═══ TEXTE FOURNI ═══

Plus de goût, de bio... mais toujours trop de plastique : enquête dans les coulisses des cantines scolaires

Virginie Fauroux | Reportage Sept à Huit
Publié le 9 mars 2022 à 17h46
Plus de goût, de bio... mais toujours trop de plastique : enquête dans les coulisses des cantines scolaires

"Manger sain", voilà désormais l'objectif des cantines scolaires.
Mais avec un budget maîtrisé, l'équation n'est pas simple pour trouver les bons menus.
Le magazine de TF1 "Sept à Huit" a mené l'enquête dans la cuisine collective qui approvisionne 19 communes de Seine-Saint-Denis.

Le défilé commence chaque jour à 12h15. À la Courneuve, en Seine-Saint-Denis, les enfants d'une école primaires se rendent classe par classe à la cantine. Un rituel bien rôdé qui concerne les six millions d'autres écoliers de France. En plat principal, deux options sont proposées ce jour-là : bœuf miroton ou un mystérieux égrené végétal. Pour l'accompagnement, en revanche, pas le choix, ce sera du chou-fleur en béchamel. Ce qui ne ravit pas tout le monde. "Je suis allergique aux légumes", lance ainsi un jeune garçon pour se justifier de ne pas y toucher, précisant qu'il préfère davantage les gâteaux. Mais les dames de la cantine veillent et demandent aux plus récalcitrants de goûter ce qu'il y a dans leur assiette avant de se forger une opinion. 

Ni l'égrené végétal, ni le chou-fleur n'ont été cuisinés sur place. Ces plats sont arrivés dans des barquettes en plastique jetable qu'il suffit juste de réchauffer. Ils sont fabriqués par une régie publique : le Siresco, qui nourrit 43.000 élèves par jour dans 19 communes du département. Une production quasi industrielle avec des coûts tirés vers le bas. De quoi se demander ce qu'il y a dans l'assiette de nos enfants, alors que la loi impose plus de bio et moins d'emballages plastiques. 

"Du sel au prix de la viande"

Pour le savoir, direction la cuisine centrale de Bobigny où deux diététiciennes, Laura et Magali, déterminent ce que vont manger les enfants dans les deux prochains mois. Elles doivent trouver sans cesse de nouvelles idées tout en respectant des normes strictes : 4 poissons, 8 fruits frais, 10 crudités chaque mois, c'est une obligation légale. En Seine-Saint-Denis, le département le plus pauvre de France métropolitaine, cet équilibre alimentaire est particulièrement important. "On essaye de proposer des repas équilibrés avec les composantes obligatoires au quotidien. Car pour certains enfants, c'est souvent le seul repas équilibré de la journée", expliquent-elles. Mais les diététiciennes marchent sur un fil. Sur chaque plateau servi, le prix moyen des matières premières devant être inférieur à deux euros.

═══ LIGNES DE DONNÉES ═══

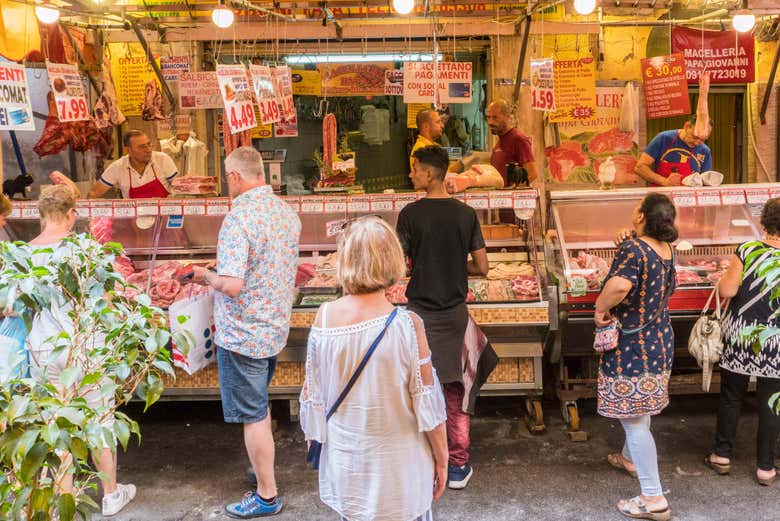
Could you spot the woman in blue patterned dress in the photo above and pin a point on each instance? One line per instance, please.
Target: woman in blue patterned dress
(634, 378)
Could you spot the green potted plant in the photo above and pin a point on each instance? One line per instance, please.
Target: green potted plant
(39, 423)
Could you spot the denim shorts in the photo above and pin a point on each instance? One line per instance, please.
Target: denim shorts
(243, 384)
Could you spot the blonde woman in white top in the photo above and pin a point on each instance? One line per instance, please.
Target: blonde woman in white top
(384, 454)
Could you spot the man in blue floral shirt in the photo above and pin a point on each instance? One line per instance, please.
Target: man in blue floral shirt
(257, 257)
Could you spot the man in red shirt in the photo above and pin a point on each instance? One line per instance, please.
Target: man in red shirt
(513, 146)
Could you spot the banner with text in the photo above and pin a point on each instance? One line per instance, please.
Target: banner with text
(263, 82)
(585, 145)
(542, 85)
(666, 89)
(68, 91)
(575, 89)
(199, 90)
(237, 97)
(454, 80)
(15, 106)
(729, 56)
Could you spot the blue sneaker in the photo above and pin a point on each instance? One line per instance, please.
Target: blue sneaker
(458, 477)
(252, 506)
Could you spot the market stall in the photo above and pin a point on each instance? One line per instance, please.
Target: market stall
(580, 240)
(513, 304)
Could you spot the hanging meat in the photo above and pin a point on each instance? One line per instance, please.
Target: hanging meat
(233, 141)
(81, 135)
(151, 109)
(329, 140)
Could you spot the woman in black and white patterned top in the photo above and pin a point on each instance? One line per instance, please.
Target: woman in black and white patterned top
(751, 304)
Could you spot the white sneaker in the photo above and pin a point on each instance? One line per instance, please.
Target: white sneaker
(113, 503)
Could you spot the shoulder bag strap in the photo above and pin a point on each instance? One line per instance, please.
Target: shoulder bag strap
(361, 366)
(662, 305)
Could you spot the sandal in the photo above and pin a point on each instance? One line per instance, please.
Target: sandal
(719, 468)
(618, 461)
(635, 508)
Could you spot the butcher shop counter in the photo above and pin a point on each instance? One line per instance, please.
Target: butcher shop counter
(514, 304)
(582, 225)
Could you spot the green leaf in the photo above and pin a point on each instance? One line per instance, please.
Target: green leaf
(69, 376)
(50, 434)
(122, 432)
(66, 507)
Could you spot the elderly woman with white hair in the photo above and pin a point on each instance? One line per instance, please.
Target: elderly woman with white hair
(384, 448)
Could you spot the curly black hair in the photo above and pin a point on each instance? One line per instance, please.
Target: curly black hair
(770, 216)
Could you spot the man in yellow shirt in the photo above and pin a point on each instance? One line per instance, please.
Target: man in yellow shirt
(430, 126)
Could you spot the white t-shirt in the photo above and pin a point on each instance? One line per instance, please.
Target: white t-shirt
(121, 174)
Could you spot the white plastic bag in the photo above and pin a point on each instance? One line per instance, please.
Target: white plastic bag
(199, 327)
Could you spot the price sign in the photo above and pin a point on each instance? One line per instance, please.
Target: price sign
(524, 201)
(237, 97)
(192, 208)
(708, 198)
(124, 209)
(68, 92)
(147, 208)
(358, 204)
(666, 89)
(756, 196)
(478, 201)
(218, 206)
(100, 209)
(294, 201)
(733, 197)
(381, 203)
(336, 204)
(401, 201)
(312, 204)
(684, 199)
(263, 83)
(501, 200)
(542, 85)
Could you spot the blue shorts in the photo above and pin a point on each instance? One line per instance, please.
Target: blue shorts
(243, 384)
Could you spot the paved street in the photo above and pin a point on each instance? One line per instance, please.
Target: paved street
(190, 463)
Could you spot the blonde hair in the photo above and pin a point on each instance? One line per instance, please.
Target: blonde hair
(55, 202)
(370, 257)
(5, 205)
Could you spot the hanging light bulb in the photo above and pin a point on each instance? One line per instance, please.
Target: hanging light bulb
(47, 13)
(403, 6)
(222, 17)
(743, 20)
(584, 6)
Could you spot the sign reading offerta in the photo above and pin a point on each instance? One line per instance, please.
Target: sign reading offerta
(237, 96)
(454, 80)
(15, 107)
(68, 92)
(666, 89)
(729, 56)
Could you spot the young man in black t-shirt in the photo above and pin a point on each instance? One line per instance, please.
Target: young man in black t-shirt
(438, 233)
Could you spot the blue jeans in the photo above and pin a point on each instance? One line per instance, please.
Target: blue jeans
(640, 449)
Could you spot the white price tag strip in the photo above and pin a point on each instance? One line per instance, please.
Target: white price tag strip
(733, 197)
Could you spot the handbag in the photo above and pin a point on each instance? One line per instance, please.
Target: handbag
(315, 447)
(706, 341)
(606, 337)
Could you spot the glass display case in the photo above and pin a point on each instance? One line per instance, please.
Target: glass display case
(581, 229)
(512, 304)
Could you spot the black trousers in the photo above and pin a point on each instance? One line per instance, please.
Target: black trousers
(733, 388)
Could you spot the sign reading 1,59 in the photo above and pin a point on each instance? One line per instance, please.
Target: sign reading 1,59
(73, 109)
(242, 116)
(542, 99)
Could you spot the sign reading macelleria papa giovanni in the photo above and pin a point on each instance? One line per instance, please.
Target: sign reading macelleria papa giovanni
(729, 56)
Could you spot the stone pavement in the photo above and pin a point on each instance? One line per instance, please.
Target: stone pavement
(190, 463)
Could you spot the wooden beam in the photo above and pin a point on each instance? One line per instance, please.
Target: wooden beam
(258, 31)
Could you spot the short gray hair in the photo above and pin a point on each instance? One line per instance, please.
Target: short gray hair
(247, 162)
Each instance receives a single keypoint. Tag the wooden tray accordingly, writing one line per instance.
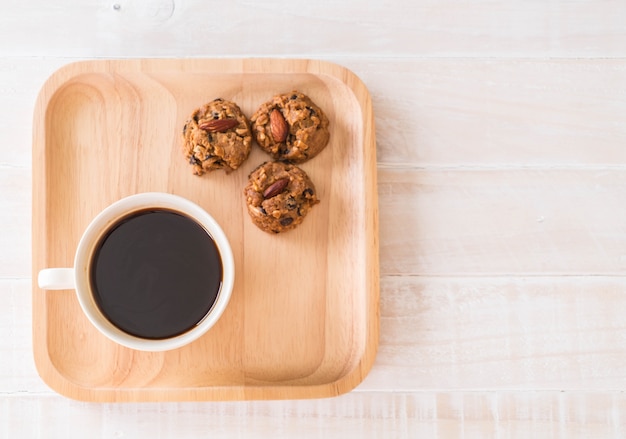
(303, 320)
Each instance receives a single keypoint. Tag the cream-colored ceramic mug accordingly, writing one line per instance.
(152, 271)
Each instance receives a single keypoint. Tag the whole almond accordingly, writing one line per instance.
(218, 125)
(278, 126)
(276, 188)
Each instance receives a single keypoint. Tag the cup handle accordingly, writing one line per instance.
(56, 279)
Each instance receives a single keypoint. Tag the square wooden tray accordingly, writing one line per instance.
(303, 320)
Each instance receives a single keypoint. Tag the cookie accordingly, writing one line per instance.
(290, 127)
(216, 136)
(278, 196)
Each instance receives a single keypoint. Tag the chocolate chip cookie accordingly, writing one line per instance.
(278, 196)
(216, 136)
(291, 127)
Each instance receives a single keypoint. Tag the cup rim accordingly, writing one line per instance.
(101, 224)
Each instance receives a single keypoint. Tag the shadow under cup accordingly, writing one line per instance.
(155, 273)
(152, 272)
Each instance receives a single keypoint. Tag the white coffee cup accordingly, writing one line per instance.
(78, 277)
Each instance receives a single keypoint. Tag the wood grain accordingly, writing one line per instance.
(403, 28)
(300, 323)
(503, 222)
(499, 333)
(366, 415)
(494, 112)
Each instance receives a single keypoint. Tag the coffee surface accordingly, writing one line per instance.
(156, 274)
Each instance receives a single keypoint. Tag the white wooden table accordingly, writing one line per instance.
(501, 140)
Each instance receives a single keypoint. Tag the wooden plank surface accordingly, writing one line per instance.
(500, 134)
(376, 415)
(405, 28)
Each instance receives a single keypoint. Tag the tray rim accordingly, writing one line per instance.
(48, 372)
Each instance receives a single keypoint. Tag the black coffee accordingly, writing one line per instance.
(156, 274)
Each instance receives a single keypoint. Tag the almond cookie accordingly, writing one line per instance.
(278, 196)
(291, 127)
(216, 136)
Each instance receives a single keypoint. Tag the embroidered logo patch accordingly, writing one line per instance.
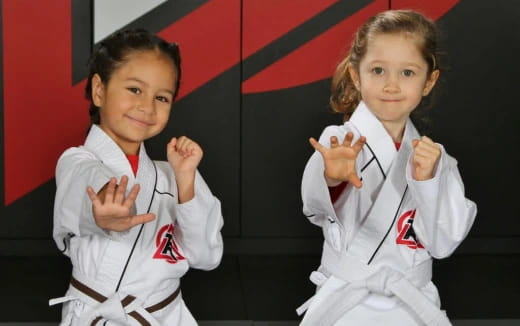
(405, 233)
(166, 247)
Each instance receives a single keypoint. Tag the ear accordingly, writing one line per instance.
(434, 76)
(354, 75)
(98, 90)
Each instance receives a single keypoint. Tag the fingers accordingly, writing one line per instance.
(93, 196)
(317, 146)
(121, 190)
(359, 144)
(186, 147)
(171, 145)
(354, 180)
(132, 196)
(109, 192)
(334, 142)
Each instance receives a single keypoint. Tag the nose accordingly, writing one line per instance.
(391, 84)
(147, 105)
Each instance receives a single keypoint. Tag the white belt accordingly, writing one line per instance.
(351, 282)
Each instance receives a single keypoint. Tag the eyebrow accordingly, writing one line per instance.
(146, 84)
(405, 63)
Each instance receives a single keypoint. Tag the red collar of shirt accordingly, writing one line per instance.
(134, 162)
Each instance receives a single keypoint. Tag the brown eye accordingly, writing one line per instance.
(162, 99)
(134, 90)
(378, 70)
(408, 73)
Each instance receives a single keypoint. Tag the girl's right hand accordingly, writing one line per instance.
(340, 159)
(112, 211)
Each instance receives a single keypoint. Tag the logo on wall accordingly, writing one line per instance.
(167, 249)
(405, 233)
(267, 57)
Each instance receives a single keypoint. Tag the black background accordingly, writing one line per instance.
(256, 147)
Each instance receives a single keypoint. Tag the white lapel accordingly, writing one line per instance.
(110, 154)
(147, 179)
(378, 141)
(380, 218)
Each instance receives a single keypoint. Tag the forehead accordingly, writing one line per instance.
(394, 48)
(147, 64)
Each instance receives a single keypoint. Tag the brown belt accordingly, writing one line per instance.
(126, 301)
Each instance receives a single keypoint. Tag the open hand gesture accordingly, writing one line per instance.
(184, 155)
(340, 159)
(112, 211)
(426, 154)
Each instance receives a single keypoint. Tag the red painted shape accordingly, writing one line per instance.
(432, 9)
(317, 59)
(40, 105)
(266, 20)
(209, 40)
(314, 60)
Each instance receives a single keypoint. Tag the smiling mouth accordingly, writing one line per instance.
(140, 122)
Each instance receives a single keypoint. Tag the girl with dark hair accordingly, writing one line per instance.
(132, 227)
(387, 199)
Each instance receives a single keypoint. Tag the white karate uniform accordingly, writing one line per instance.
(376, 265)
(181, 236)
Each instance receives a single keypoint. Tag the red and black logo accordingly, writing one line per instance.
(166, 247)
(405, 233)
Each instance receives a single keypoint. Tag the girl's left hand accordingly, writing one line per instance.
(184, 155)
(426, 154)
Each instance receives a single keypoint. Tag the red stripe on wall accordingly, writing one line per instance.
(209, 39)
(266, 20)
(433, 9)
(40, 105)
(315, 60)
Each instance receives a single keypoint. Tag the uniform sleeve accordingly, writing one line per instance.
(76, 169)
(317, 203)
(199, 222)
(444, 215)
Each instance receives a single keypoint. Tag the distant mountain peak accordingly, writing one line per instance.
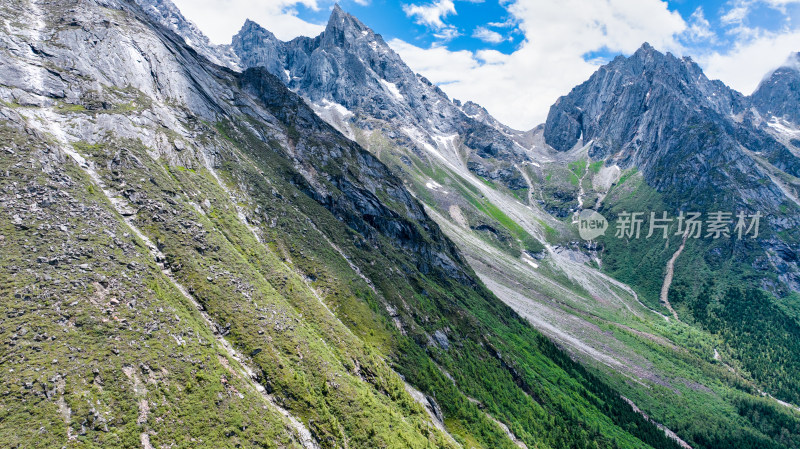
(341, 20)
(778, 95)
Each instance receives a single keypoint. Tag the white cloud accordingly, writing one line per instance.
(448, 33)
(487, 35)
(747, 63)
(221, 19)
(431, 14)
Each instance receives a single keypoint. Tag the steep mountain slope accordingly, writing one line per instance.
(193, 258)
(520, 241)
(349, 72)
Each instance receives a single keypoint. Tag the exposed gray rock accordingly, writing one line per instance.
(351, 66)
(779, 94)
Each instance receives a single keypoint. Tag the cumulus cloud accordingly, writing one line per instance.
(487, 35)
(519, 88)
(699, 27)
(220, 20)
(749, 62)
(431, 14)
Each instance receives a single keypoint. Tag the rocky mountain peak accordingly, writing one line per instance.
(169, 16)
(778, 95)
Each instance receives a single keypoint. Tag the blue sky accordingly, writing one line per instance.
(516, 57)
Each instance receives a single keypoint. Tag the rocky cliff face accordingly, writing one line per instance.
(352, 73)
(696, 141)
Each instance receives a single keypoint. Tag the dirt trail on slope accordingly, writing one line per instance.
(664, 297)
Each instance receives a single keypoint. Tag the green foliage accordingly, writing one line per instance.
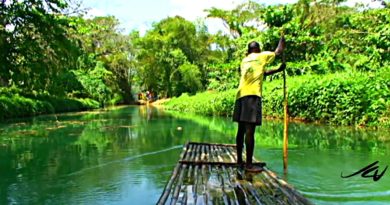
(172, 57)
(344, 98)
(14, 103)
(93, 83)
(34, 47)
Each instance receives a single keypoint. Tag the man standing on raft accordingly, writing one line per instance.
(248, 105)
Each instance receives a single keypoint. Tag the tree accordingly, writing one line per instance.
(171, 43)
(34, 45)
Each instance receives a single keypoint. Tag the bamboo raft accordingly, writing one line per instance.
(208, 174)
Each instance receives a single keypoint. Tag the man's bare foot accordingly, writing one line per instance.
(253, 168)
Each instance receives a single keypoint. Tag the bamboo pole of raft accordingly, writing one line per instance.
(285, 129)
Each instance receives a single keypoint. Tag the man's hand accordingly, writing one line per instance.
(270, 72)
(281, 46)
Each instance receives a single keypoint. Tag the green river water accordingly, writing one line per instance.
(125, 155)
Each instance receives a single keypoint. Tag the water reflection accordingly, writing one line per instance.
(126, 155)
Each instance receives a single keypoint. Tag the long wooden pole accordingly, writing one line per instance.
(285, 129)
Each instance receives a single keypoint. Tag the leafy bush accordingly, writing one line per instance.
(13, 104)
(342, 98)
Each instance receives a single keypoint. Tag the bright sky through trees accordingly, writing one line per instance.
(140, 15)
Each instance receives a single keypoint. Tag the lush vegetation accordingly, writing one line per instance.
(53, 59)
(341, 98)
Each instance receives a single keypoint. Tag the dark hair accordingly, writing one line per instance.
(253, 47)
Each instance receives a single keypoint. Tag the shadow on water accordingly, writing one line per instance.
(126, 154)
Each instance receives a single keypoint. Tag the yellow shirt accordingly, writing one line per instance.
(252, 73)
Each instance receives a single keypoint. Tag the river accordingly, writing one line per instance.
(125, 155)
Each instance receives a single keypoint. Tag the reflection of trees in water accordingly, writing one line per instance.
(270, 134)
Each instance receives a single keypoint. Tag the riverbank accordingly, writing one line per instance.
(357, 99)
(17, 105)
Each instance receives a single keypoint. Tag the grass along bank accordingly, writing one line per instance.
(359, 99)
(14, 104)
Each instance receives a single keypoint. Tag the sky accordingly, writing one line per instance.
(140, 14)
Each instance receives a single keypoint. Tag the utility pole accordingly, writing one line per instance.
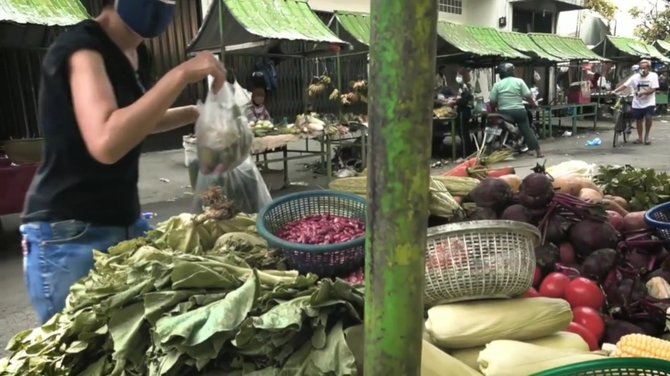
(402, 67)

═══

Dressez la liste de tous les plats proposés ce jour-là aux écoliers de La Courneuve, plats principaux et accompagnement compris, d'après l'article sur les cantines scolaires. Ces items n'ont aucun lien avec l'article.

RÉPONSE COMPLÈTE:
Bœuf miroton, égrené végétal, chou-fleur en béchamel.